+++ SEITENAUSZUG +++
Sofern es sich um einen Reitverein beziehungsweise eine Reitschule handelt, welcher/welche ein wirtschaftliches Interesse verfolgt, sind die Vereins-/Schulpferde grundsätzlich als Nutztiere einzuordnen mit der Folge, dass ein Berufen auf das Nutztierprivileg möglich ist. Maßgeblich ist hierfür die allgemeine Zweckbestimmung, welche das Tier von seinem Halter erhalten hat [vgl. z.B. BGH NJW 2011, 1961 (1961)]. In der Folge ist die Haftung nur dann zu bejahen, wenn gegen die im Verkehr erforderliche Sorgfalt verstoßen wurde. Insbesondere bei Reitschulen ist die Verfolgung eines wirtschaftlichen Zwecks wohl üblich.
+++ BEREITGESTELLTES MATERIAL +++
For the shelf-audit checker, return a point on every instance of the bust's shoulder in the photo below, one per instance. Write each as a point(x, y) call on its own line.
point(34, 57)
+++
▶ [SCHRIFTLICHE AUFGABE 1]
Bitte nenne alle Substantive im Text über das Nutztierprivileg bei Schulpferden, die auf „-ung“ enden.
▶ [SCHRIFTLICHE AUFGABE 2]
Setze den Text über das Nutztierprivileg bei Schulpferden nach seinem letzten Satz fort.
Das Material stammt aus einer anderen Quelle.

▶ [SCHRIFTLICHE ANTWORT 1]
Zweckbestimmung, Haftung, Verfolgung

▶ [SCHRIFTLICHE ANTWORT 2]
Das OLG Frankfurt spricht in seinem Urteil vom 25.11.2005, Az.: 24 U 128/05 sogar bei § 833 S. 2 BGB davon, dass „mit den im Gesetz bezeichneten Haltungszwecken -Ausschlussgründen- [...] ein gewisses wirtschaftliches „Angewiesensein“ vorausgesetzt [ist]; Zweck des Haftungsausschlusses ist der Schutz von Personen, die ihren Lebensunterhalt wenigstens zu einem erheblichen Anteil aus der Tierhaltung erwirtschaften.“ Dies wurde in der Entscheidung des OLG Frankfurt bei einer Frau vereint, welche als Lehrerin mit einem Einkommen im vierstelligen Bereich arbeitet und durch die Erteilung von Reitunterricht monatlich um die 340,00 € zusätzlich verdiente. In der Folge konnte sich die Klägerin nicht auf das Nutztierprivileg nach § 833 S. 2 BGB berufen.

Zusammenfassend haftet der Reitverein damit uneingeschränkt nach § 833 S. 1 BGB, sofern die Gewinnerzielung nicht im Vordergrund steht. Dies gilt im Übrigen auch für einen Reitlehrer, sofern dieser seinen Lebensunterhalt nicht maßgeblich durch den Reitunterricht bestreitet.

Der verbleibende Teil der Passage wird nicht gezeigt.